Disciplinary literacy has received a tremendous amount of recent attention. Whereas a one-size fits all approach to literacy instruction fails to recognize reading and writing practices unique to particular disciplines, disciplinary literacy provides a means to appreciate and employ strategies appropriate to given content areas. Moje (2008) argues that young adults must learn the practices of experts in the field and the discourse used during those practices. Such an instructional approach can help students learn how knowledge is created and shared within specific disciplines. 

There are at least three ways that technology is integral to disciplinary literacy. First, technology can introduce students to the three tenets of disciplinary literacy: discourses and practices, identities and identifications, and knowledge (Moje, 2008). Technology can be a means to provide students access to each of these three tenets, particularly in areas where they might not normally have access to the identities or to the actual practices of unique disciplines.  Second, technology can be a medium for content area teachers to learn the best practices within disciplinary literacy instruction. Third, technology has become ubiquitous in many disciplines. As such, it forms the thread of the discourse, identity, and knowledge within those disciplines. Said differently, technology moves from the means of instruction in the first two methods to the actual content of the disciplinary literacy instruction in the third example.

→ **Supplied data**
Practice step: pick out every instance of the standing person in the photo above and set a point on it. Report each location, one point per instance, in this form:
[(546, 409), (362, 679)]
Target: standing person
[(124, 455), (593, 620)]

→ **Written task 1**
Do these statements agree with the disciplinary literacy text? Answer yes or no for each, and quote the words that decide it.
(a) The text credits Moje (2008) with three tenets of disciplinary literacy.
(b) According to the text, a one-size fits all approach recognizes reading and writing practices unique to particular disciplines.
(c) In the third way the text describes, technology becomes the actual content of disciplinary literacy instruction.
→ **Written task 2**
Return the part of the disciplinary literacy text between "Disciplinary literacy has" and "within specific disciplines.", inclusive.

→ **Correct result 1**
(a) Yes: "the three tenets of disciplinary literacy: discourses and practices, identities and identifications, and knowledge (Moje, 2008)"
(b) No: "a one-size fits all approach to literacy instruction fails to recognize reading and writing practices unique to particular disciplines"
(c) Yes: "technology moves from the means of instruction in the first two methods to the actual content of the disciplinary literacy instruction in the third example"

→ **Correct result 2**
Disciplinary literacy has received a tremendous amount of recent attention. Whereas a one-size fits all approach to literacy instruction fails to recognize reading and writing practices unique to particular disciplines, disciplinary literacy provides a means to appreciate and employ strategies appropriate to given content areas. Moje (2008) argues that young adults must learn the practices of experts in the field and the discourse used during those practices. Such an instructional approach can help students learn how knowledge is created and shared within specific disciplines.